Excerpts from a dataset on object pointing:
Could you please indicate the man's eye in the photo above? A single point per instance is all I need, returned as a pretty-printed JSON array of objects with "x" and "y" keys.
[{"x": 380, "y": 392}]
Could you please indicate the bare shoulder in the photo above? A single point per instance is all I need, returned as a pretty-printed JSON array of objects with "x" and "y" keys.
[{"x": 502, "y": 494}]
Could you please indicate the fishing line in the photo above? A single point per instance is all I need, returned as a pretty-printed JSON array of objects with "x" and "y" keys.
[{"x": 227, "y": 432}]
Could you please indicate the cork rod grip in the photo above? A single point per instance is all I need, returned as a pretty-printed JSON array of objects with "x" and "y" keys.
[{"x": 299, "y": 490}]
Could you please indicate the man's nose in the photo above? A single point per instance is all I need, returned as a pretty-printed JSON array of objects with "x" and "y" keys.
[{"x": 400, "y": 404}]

*EXERCISE TASK*. Rescale all of the rows above and write them out again, requests included. Multiply every x and y coordinate in the answers by 2.15 and round each result to a whole number, with halves rounded up.

*COMPLETED TASK*.
Could you please indicate the man's eye in the photo above? A single point per instance is all I need, returned as a pretty-printed JSON array of objects with "x" and "y" keys.
[{"x": 817, "y": 843}]
Could you please indicate the bare shoulder in the photo above? A single point per instance is all I need, returned as a pretty-printed JSON array of objects with "x" and "y" keys.
[{"x": 1079, "y": 1062}]
Could you please indicate the fishing line in the photo above? A single point per instance is all I need, returned as a pretty-printed JSON array of objects with "x" and "y" keys.
[{"x": 488, "y": 929}]
Could you please indicate the cork rod grip in the photo above? A single point per instance is all I need, returned as a pretty-printed JSON array of objects with "x" and "y" keys.
[{"x": 643, "y": 1054}]
Could you please indicate the man's nose in the photo above? A single point per instance is all I need, returned as a pretty-printed JSON array of objects with "x" and "y" keys.
[{"x": 860, "y": 869}]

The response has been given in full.